Tasks to perform
1. In the text on open models below, which three tools are named for serving agents locally?
2. For each statement, say whether it agrees with the text on open models below, and quote the words that decide it: (a) The Hugging Face Hub already holds more than 3M models. (b) GLM-4.1 tops SWE-bench. (c) A Hermes agent fixed the speaker's own Slack bug on its own.
3. Write a continuation of the text on open models below, starting after its last sentence.

Text section
<<<<
Open Models Surpass Closed with Full Customization
Open-weight models like GLM-4.1 now lead the Artificial Analysis Intelligence Index over closed models, with the gap closing per release. Full weight access enables quantization (e.g., GGUF 4-bit fits Gemma-2 large in 24GB L4 GPU VRAM), fine-tuning, and edge/browser deployment without data exfiltration—critical amid cloud performance drops and breaches. Hugging Face Hub (nearing 3M models) centralizes this: filter agentic models (VLMs for screenshot-based computer use or pure LLMs), compare via benchmark datasets (SWE-bench Pro for coding, AIME, humanities exams—GLM-4.1 tops SWE-bench), and route inference to fastest/cheapest providers (Groq, Cerebras) with tool-use visibility.
Traces repos store/explore agent sessions (Cody, Cline, Pi)—upload paths, view parsed interactions in dataset viewer, retrain later. This cuts model selection friction from 3M options.
Local Coding Agents Run Seamlessly on Open Models
Serve agents locally via llama.cpp server, LM Studio, or Ollama—Hub's 'Apps' tab lists compatible local tools; model cards show GGUF quants, hardware fits, and 2-3 line commands (e.g., ollama run <hub-id> launches llama-agent binary). Favorites: Pi (simple setup, remote/local), Hermes agents (superior memory, Slack/WhatsApp integration—fixed speaker's own Slack bug autonomously). Pair with GLM-4.1; upcoming Gemma-2, Minimax rumored. Vibe-check via inference providers before local deploy.
>>>>
Dataset content
<<<<
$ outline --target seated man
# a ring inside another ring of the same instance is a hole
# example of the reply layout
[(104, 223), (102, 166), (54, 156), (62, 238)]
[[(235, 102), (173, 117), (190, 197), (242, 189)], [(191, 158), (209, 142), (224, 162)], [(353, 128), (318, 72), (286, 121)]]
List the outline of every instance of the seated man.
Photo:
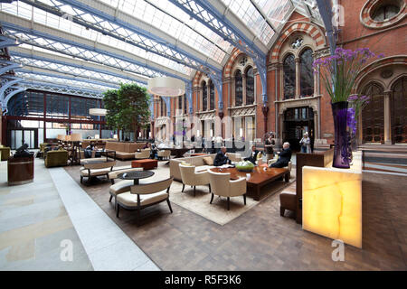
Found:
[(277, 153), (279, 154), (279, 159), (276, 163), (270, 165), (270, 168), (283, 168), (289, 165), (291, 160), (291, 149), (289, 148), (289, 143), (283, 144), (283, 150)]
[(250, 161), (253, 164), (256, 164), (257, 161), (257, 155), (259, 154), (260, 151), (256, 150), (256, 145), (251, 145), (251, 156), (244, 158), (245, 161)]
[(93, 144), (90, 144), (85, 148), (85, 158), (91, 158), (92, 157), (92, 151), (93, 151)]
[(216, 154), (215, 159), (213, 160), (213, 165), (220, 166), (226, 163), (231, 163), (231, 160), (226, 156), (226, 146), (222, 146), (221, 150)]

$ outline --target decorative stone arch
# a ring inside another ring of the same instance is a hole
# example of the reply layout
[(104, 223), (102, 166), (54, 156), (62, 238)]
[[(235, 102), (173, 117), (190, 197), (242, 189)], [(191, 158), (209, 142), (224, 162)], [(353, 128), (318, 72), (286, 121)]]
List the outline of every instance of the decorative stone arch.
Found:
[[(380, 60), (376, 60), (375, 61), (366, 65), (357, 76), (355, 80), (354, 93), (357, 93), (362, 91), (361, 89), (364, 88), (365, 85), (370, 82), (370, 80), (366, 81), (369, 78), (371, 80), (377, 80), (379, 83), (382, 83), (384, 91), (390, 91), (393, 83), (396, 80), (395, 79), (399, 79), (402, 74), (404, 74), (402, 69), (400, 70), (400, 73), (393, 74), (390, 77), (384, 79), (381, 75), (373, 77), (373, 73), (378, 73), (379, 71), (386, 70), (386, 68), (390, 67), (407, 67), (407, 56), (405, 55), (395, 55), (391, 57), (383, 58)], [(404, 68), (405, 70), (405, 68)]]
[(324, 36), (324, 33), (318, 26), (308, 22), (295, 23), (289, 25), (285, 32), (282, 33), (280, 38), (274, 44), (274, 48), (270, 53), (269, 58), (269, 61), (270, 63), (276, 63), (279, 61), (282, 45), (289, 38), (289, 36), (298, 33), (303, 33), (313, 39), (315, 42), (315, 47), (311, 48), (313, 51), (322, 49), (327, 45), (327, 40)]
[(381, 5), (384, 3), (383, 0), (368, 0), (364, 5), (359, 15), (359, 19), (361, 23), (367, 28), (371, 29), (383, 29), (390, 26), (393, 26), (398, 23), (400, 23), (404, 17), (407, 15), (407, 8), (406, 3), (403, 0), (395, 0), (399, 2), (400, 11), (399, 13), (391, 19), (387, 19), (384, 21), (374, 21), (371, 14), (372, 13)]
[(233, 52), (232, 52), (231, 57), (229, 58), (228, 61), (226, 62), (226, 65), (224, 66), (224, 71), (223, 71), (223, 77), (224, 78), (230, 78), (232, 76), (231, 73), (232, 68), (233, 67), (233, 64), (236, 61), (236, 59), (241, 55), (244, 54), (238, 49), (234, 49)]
>>>>
Answers to the problems
1. llama.cpp server, LM Studio, and Ollama.

2.
(a) No: "nearing 3M models"
(b) Yes: "GLM-4.1 tops SWE-bench"
(c) Yes: "fixed speaker's own Slack bug autonomously"

3.
Skills Turn Agents into AI Engineers
Hugging Face Skills plug Hub into agents (Claude Code, Gemini): CLI skill manages repos/jobs/demos; Dataset skill explores via viewer API; Gradio skill builds demos. Star: LLM Trainer skill fine-tunes LLMs/VLMs/object detectors (handles bounding boxes)—prompt "train Qwen2-VL on LLaVA Instruct Mix," agent queries batch size/validation split, computes VRAM/job cost, launches on HF infra (or local), outputs to Hub.
MCP server exposes models/datasets/spaces/jobs/semantic search—toggle 'dynamic spaces' for full app store querying (e.g., "generate baklava of yarn" calls Qwen2 image gen). Colleague's pipeline: agent picks top OCR-bench model (Chandram), writes/scripts job via skills, OCRs 30K papers on HF Jobs/Buckets (cheaper S3), hosts without manual infra math. Outcome: agents handle end-to-end ML workflows—what took days of calculation is now a prompt.